*Directions:* Rewrite the records below as a numbered list, leaving out any blank lines.

—————

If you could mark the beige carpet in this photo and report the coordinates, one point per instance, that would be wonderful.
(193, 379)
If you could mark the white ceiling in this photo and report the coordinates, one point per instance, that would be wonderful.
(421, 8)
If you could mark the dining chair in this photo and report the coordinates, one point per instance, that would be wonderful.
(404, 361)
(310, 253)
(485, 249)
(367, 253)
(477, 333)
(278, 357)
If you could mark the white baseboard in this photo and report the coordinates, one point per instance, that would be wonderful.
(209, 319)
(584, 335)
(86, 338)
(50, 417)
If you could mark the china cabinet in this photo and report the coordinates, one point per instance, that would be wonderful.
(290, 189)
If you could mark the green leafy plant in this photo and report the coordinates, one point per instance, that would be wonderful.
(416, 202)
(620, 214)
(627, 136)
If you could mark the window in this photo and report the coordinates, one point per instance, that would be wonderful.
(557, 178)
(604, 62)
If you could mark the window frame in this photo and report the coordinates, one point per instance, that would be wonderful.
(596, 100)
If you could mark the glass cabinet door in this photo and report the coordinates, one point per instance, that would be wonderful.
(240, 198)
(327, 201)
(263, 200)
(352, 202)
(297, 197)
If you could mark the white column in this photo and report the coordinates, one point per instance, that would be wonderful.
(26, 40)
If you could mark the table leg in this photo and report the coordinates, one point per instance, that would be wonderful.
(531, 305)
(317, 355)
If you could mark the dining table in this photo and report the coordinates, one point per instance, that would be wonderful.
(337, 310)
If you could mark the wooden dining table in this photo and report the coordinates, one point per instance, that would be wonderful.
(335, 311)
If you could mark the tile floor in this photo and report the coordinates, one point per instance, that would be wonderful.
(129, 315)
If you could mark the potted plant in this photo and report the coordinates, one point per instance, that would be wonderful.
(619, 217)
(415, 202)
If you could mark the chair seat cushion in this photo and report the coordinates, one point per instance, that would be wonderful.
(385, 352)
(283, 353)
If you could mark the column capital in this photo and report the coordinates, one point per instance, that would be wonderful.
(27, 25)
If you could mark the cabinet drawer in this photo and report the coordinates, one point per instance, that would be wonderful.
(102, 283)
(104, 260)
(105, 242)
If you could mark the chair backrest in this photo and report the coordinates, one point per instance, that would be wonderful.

—————

*Solution for this task:*
1. If you could mark the beige carpet in this photo and report the coordinates, one point per instance, that would be wonderful.
2. (193, 379)
3. If you could mark the white ceiling in this photo and report the coordinates, one point per instance, that would be wonderful.
4. (421, 8)
5. If you could mark the dining chair in this photo and report the coordinates, one point per instance, that would be wonderful.
6. (404, 361)
7. (310, 253)
8. (485, 249)
9. (367, 253)
10. (477, 333)
11. (278, 357)
12. If you could mark the white baseboard in this photo and report the coordinates, one point per instance, that would be wonderful.
13. (209, 319)
14. (584, 335)
15. (86, 338)
16. (50, 417)
17. If you could mark the china cabinet in this photo and report the coordinates, one point per instance, that would be wonderful.
18. (290, 189)
19. If you could mark the green leafy plant in this photo and report the coordinates, one point per instance, that would be wonderful.
20. (416, 202)
21. (620, 214)
22. (627, 136)
23. If you could mark the window in this photo and report the coordinates, one point per instance, that would be wonderful.
24. (557, 178)
25. (604, 62)
26. If you could mark the window frame in this photo and report the coordinates, one point per instance, that would be wonderful.
27. (596, 100)
28. If you could mark the glass cabinet door in this photo and report the coordinates, one point per instance, that would be wonderful.
29. (240, 198)
30. (327, 201)
31. (263, 200)
32. (352, 202)
33. (297, 197)
34. If you could mark the white column in this photo and report the coordinates, one point per instance, that would be wonderful.
35. (26, 40)
36. If you could mark the table leg in this photo and report the coordinates, one point per instance, that would be wonderful.
37. (531, 305)
38. (317, 355)
39. If you could mark the dining table in this photo and report the coordinates, one point per instance, that would be wonderful.
40. (337, 310)
41. If you could mark the wooden dining table in this photo and report the coordinates, one point per instance, that would be wonderful.
42. (335, 311)
43. If you could mark the tile floor in this photo and report the coordinates, one point per instance, that would be wonderful.
44. (129, 315)
45. If you could mark the potted plant in this photo and report the coordinates, one point per instance, that would be wonderful.
46. (619, 217)
47. (415, 202)
48. If you could mark the chair seat cushion in this photo and report the coordinates, one point per instance, that would be wonderful.
49. (385, 352)
50. (283, 353)
51. If you could mark the column capital in this photo and report the coordinates, one point per instance, that would be wonderful.
52. (27, 25)
53. If you could mark the cabinet drawer in this photo and report the coordinates, one point per instance, that would be wonderful.
54. (102, 283)
55. (104, 260)
56. (105, 242)
57. If you could mark the chair backrest in this photo and report the coordinates, one point per instance, that would be wonderful.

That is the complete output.